> _TEXT PROVIDED_:
Hi all,

My team at work maintains a SolrCloud 5.3.2 cluster with multiple
collections configured with sharding and replication.

We recently backed up our Solr indexes using the built-in backup
functionality. After the cluster was restored from the backup, we
noticed that atomic updates of documents are failing occasionally with
the error message 'missing required field [...]'. The exceptions are
thrown on a host on which the document to be updated is not stored. From
this we are deducing that there is a problem with finding the right host
by the hash of the uniqueKey. Indeed, our investigations so far showed
that for at least one collection in the new cluster, the shards have
different hash ranges assigned now. We checked the hash ranges by
querying /admin/collections?action=CLUSTERSTATUS. Find below the shard
hash ranges of one collection that we debugged.

> _TASKS AND EXERCISES_:
A - Quote the post about SolrCloud shard hash ranges above in full, word for word.
B - Print the lines of the listing below exactly, from the line that contains "this form: (117,143)." through the final line of the listing, both ends included.

> _ENTRIES SHOWN_:
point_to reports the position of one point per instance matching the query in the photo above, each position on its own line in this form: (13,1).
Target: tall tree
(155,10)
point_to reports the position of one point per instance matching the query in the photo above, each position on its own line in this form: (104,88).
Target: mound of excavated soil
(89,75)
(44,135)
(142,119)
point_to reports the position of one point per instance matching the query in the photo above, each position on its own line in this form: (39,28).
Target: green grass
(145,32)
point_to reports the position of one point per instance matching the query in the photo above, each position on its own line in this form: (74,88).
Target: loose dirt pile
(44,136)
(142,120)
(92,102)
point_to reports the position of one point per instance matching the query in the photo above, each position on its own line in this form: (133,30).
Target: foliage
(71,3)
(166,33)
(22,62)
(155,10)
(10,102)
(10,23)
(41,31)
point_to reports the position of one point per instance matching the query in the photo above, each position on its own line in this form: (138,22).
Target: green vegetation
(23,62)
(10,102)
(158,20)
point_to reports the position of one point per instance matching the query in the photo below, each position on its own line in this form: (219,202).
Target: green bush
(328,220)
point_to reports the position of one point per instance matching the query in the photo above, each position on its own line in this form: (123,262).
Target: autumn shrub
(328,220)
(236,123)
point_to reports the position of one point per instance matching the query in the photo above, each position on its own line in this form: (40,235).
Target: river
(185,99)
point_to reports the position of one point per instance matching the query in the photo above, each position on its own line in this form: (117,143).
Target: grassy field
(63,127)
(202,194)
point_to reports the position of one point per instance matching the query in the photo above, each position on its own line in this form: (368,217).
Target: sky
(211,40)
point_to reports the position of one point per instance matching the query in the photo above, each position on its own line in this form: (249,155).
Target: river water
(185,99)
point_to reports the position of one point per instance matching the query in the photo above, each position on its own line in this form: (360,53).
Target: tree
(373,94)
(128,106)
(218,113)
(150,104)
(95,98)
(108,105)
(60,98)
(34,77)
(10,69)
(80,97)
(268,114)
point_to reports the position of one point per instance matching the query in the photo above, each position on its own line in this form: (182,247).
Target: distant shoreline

> _IN RESPONSE_:
A -
Hi all,

My team at work maintains a SolrCloud 5.3.2 cluster with multiple
collections configured with sharding and replication.

We recently backed up our Solr indexes using the built-in backup
functionality. After the cluster was restored from the backup, we
noticed that atomic updates of documents are failing occasionally with
the error message 'missing required field [...]'. The exceptions are
thrown on a host on which the document to be updated is not stored. From
this we are deducing that there is a problem with finding the right host
by the hash of the uniqueKey. Indeed, our investigations so far showed
that for at least one collection in the new cluster, the shards have
different hash ranges assigned now. We checked the hash ranges by
querying /admin/collections?action=CLUSTERSTATUS. Find below the shard
hash ranges of one collection that we debugged.

B -
point_to reports the position of one point per instance matching the query in the photo above, each position on its own line in this form: (117,143).
Target: grassy field
(63,127)
(202,194)
point_to reports the position of one point per instance matching the query in the photo above, each position on its own line in this form: (368,217).
Target: sky
(211,40)
point_to reports the position of one point per instance matching the query in the photo above, each position on its own line in this form: (249,155).
Target: river water
(185,99)
point_to reports the position of one point per instance matching the query in the photo above, each position on its own line in this form: (360,53).
Target: tree
(373,94)
(128,106)
(218,113)
(150,104)
(95,98)
(108,105)
(60,98)
(34,77)
(10,69)
(80,97)
(268,114)
point_to reports the position of one point per instance matching the query in the photo above, each position on its own line in this form: (182,247).
Target: distant shoreline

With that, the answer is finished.